== TASK STATEMENT ==
Each entry should be returned exactly as written, with no pictures carried over.

---

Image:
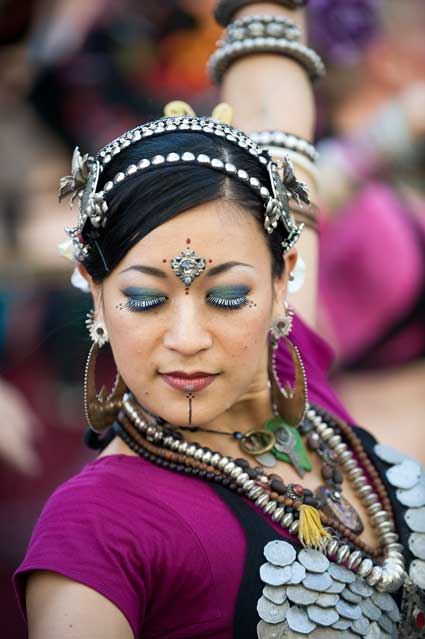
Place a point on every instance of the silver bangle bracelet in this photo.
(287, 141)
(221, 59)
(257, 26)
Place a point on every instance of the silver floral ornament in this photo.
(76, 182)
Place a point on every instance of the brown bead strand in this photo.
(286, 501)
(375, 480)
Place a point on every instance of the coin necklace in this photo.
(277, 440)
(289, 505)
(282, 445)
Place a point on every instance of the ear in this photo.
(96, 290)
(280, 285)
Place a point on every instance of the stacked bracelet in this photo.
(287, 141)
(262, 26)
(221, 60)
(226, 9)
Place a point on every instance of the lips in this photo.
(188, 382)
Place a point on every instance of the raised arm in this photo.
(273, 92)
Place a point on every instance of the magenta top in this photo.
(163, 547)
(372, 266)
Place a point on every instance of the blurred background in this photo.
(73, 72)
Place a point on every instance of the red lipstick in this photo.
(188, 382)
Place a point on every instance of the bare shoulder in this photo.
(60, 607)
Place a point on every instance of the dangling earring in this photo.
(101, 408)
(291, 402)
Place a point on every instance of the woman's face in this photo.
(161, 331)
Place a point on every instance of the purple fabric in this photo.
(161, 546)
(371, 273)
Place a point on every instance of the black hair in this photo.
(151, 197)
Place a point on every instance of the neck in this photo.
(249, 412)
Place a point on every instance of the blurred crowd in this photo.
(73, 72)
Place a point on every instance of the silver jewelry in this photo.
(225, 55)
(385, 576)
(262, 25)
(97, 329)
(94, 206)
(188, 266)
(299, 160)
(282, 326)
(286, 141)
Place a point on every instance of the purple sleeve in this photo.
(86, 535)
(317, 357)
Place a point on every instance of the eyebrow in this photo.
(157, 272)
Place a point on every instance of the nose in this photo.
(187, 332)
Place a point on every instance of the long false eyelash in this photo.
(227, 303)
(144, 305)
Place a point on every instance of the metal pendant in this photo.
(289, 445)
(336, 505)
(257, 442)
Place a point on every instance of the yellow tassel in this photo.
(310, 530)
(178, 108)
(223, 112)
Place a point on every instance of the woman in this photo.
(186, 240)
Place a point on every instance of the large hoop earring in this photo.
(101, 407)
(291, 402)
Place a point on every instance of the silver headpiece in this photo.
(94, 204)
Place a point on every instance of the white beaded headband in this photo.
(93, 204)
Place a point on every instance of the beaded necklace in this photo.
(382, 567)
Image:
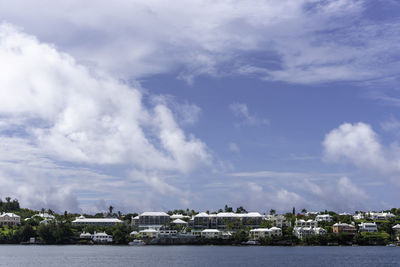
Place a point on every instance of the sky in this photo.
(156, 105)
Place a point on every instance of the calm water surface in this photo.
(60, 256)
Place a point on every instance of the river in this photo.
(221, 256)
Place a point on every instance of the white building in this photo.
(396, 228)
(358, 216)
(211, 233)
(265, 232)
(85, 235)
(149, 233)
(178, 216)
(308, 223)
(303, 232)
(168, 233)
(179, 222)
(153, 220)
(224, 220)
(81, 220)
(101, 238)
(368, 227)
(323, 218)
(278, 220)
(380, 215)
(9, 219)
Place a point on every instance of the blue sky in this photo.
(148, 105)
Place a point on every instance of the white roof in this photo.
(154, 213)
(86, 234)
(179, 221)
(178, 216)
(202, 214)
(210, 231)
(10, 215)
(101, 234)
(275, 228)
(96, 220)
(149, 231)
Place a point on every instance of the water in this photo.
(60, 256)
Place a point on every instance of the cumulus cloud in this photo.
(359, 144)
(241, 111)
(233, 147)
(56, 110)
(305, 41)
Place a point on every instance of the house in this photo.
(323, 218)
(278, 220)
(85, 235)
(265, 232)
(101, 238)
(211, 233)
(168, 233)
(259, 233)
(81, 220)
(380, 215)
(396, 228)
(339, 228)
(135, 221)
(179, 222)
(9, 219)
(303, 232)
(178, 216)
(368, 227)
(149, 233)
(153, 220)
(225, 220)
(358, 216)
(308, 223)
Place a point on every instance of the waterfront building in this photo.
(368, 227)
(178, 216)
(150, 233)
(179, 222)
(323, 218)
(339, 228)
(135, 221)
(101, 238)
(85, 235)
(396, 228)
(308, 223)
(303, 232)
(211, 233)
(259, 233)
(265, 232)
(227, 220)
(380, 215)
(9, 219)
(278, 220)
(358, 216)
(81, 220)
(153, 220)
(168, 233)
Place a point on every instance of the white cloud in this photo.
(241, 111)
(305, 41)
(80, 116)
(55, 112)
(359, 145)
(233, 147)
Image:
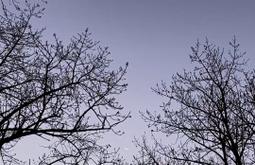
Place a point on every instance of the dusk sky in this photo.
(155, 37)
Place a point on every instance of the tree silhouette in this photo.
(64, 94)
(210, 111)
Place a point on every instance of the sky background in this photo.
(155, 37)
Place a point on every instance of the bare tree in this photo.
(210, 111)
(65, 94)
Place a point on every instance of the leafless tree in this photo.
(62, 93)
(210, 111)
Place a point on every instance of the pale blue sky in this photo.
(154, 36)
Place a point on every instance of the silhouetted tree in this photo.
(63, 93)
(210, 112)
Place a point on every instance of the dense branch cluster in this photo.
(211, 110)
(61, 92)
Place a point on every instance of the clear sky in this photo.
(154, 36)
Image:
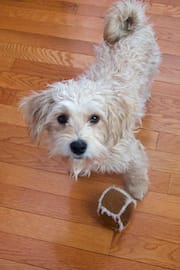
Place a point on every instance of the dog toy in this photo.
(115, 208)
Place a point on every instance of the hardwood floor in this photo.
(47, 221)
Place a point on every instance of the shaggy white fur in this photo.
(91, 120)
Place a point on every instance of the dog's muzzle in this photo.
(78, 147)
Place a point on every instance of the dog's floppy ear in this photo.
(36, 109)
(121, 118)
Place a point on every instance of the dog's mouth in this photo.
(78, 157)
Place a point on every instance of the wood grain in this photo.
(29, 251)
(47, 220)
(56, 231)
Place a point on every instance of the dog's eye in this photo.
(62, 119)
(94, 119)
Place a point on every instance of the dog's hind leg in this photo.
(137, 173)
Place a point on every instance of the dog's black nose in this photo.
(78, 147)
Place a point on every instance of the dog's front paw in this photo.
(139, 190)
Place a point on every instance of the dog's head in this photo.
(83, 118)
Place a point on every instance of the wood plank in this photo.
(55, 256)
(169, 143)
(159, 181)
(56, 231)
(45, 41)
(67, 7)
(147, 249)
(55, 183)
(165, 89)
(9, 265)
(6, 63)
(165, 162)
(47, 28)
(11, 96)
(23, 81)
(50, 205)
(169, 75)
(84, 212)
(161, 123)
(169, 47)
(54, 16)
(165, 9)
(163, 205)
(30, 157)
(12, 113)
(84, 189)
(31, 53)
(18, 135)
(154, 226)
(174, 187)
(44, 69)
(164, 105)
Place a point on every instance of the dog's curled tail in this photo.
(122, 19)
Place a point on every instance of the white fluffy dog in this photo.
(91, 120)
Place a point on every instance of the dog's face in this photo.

---

== EXPECTED ANSWER ==
Image:
Place a point on every instance of the silver bangle bracelet in this photo.
(287, 141)
(221, 59)
(257, 26)
Place a point on every instance of the silver floral ornament in this photo.
(76, 182)
Place a point on every instance of the brown bead strand in this photo.
(286, 501)
(375, 480)
Place a point on every instance of the coin necklace in this photo.
(277, 440)
(289, 505)
(282, 445)
Place a point on every instance of the ear in this photo.
(96, 290)
(280, 285)
Place a point on every instance of the stacked bracelet in this photo.
(287, 141)
(262, 26)
(221, 60)
(226, 9)
Place a point on every instance of the lips in this photo.
(188, 382)
Place a point on every instance of the raised arm in this photo.
(273, 92)
Place a point on every instance of the magenta top in this photo.
(163, 547)
(372, 266)
Place a point on every instance of the blurred background in this photo.
(73, 72)
Place a point on every instance of the red lipstick in this photo.
(188, 382)
Place a point on every instance of the bare shoulder in this photo.
(60, 607)
Place a point on every instance of the dangling earring in this photo.
(101, 408)
(291, 402)
Place a point on every instance of the woman's face in this photo.
(161, 331)
Place a point on every instance of the purple fabric in this photo.
(161, 546)
(371, 273)
Place a point on every instance of the black hair in this photo.
(151, 197)
Place a point on every instance of the neck in this photo.
(249, 412)
Place a point on every instance of the blurred crowd in this photo.
(73, 72)
Place a point on every instance of the silver jewelry in this photo.
(225, 55)
(385, 576)
(262, 25)
(97, 329)
(94, 206)
(188, 266)
(299, 160)
(282, 326)
(286, 141)
Place a point on every instance of the purple sleeve in this photo.
(86, 535)
(317, 357)
Place a point on every instance of the eyebrow in this photo.
(157, 272)
Place a point on every instance of the nose in this photo.
(187, 332)
Place a point on every instance of the long false eyelash in this photo.
(227, 303)
(144, 305)
Place a point on every instance of the metal pendant in this photo.
(289, 445)
(336, 505)
(257, 442)
Place a point on every instance of the yellow tassel in this photo.
(310, 530)
(178, 108)
(223, 112)
Place a point on every instance of the woman in this photo.
(186, 240)
Place a point on every instance of the large hoop earring in this photo.
(101, 407)
(291, 402)
Place a point on every instance of the silver headpiece in this photo.
(94, 204)
Place a point on every instance of the white beaded headband in this photo.
(93, 204)
Place a point on every instance of the beaded necklace in this photo.
(382, 567)
Image:
Place a point on every instance of the sky in this photo.
(156, 105)
Place a point on every instance of the calm water surface in this photo.
(60, 256)
Place a point on every instance of the river in this photo.
(221, 256)
Place a point on every instance of the white building in this photo.
(396, 228)
(358, 216)
(211, 233)
(265, 232)
(85, 235)
(149, 233)
(178, 216)
(308, 223)
(303, 232)
(168, 233)
(179, 222)
(153, 220)
(224, 220)
(81, 220)
(101, 238)
(368, 227)
(323, 218)
(278, 220)
(380, 215)
(9, 219)
Place a point on every instance of the blue sky in this photo.
(148, 105)
Place a point on every instance of the white roof in this photo.
(154, 213)
(86, 234)
(179, 221)
(178, 216)
(202, 214)
(210, 231)
(10, 215)
(101, 234)
(275, 228)
(96, 220)
(149, 231)
Place a point on every instance of the water in this photo.
(60, 256)
Place a point on every instance of the cumulus cloud in this photo.
(359, 144)
(241, 111)
(233, 147)
(56, 110)
(305, 41)
Place a point on every instance of the house in this photo.
(323, 218)
(278, 220)
(85, 235)
(265, 232)
(101, 238)
(211, 233)
(168, 233)
(259, 233)
(81, 220)
(380, 215)
(396, 228)
(339, 228)
(135, 221)
(179, 222)
(9, 219)
(303, 232)
(178, 216)
(368, 227)
(149, 233)
(153, 220)
(225, 220)
(358, 216)
(308, 223)
Place a point on every instance of the waterfront building in this photo.
(368, 227)
(178, 216)
(150, 233)
(179, 222)
(323, 218)
(339, 228)
(135, 221)
(101, 238)
(85, 235)
(396, 228)
(308, 223)
(303, 232)
(211, 233)
(259, 233)
(265, 232)
(227, 220)
(380, 215)
(9, 219)
(278, 220)
(358, 216)
(81, 220)
(153, 220)
(168, 233)
Place a point on every instance of the white cloud in this photo.
(241, 111)
(305, 41)
(80, 116)
(55, 112)
(359, 145)
(233, 147)
Image:
Place a point on every instance of the dusk sky in this photo.
(155, 37)
Place a point on every instance of the tree silhouette in this photo.
(64, 94)
(210, 111)
Place a point on every instance of the sky background in this photo.
(155, 37)
Place a point on every instance of the bare tree in this photo.
(210, 111)
(65, 94)
Place a point on every instance of the leafless tree in this photo.
(62, 93)
(210, 111)
Place a point on every instance of the pale blue sky in this photo.
(154, 36)
Place a point on every instance of the silhouetted tree in this photo.
(63, 93)
(210, 112)
Place a point on every instance of the dense branch cluster in this photo.
(211, 110)
(61, 92)
Place a point on every instance of the clear sky in this photo.
(154, 36)
Image:
Place a point on every instance of the dog toy in this photo.
(115, 208)
Place a point on every instance of the hardwood floor in this photo.
(47, 221)
Place a point on every instance of the shaggy white fur in this photo.
(91, 120)
Place a point on every instance of the dog's muzzle in this photo.
(78, 147)
Place a point on every instance of the dog's floppy ear in this photo.
(36, 109)
(121, 118)
Place a point on every instance of the dog's mouth in this photo.
(78, 157)
Place a point on every instance of the wood grain in this photo.
(29, 251)
(47, 220)
(56, 231)
Place a point on every instance of the dog's eye in this photo.
(62, 119)
(94, 119)
Place a point on every instance of the dog's hind leg in this photo.
(137, 173)
Place a point on every instance of the dog's black nose in this photo.
(78, 147)
Place a point on every instance of the dog's front paw in this photo.
(139, 190)
Place a point on every instance of the dog's head in this photo.
(83, 118)
Place a point on every instance of the wood plank in this photo.
(55, 256)
(169, 143)
(159, 181)
(56, 231)
(45, 41)
(67, 7)
(147, 249)
(55, 183)
(165, 89)
(9, 265)
(6, 63)
(165, 162)
(47, 28)
(11, 96)
(23, 81)
(50, 205)
(169, 75)
(84, 212)
(161, 123)
(169, 47)
(54, 16)
(165, 9)
(163, 205)
(30, 157)
(12, 113)
(84, 189)
(31, 53)
(18, 135)
(154, 226)
(174, 187)
(44, 69)
(164, 105)
Place a point on every instance of the dog's curled tail in this photo.
(122, 19)
Place a point on every instance of the white fluffy dog in this photo.
(91, 120)
Place a point on every instance of the dog's face in this photo.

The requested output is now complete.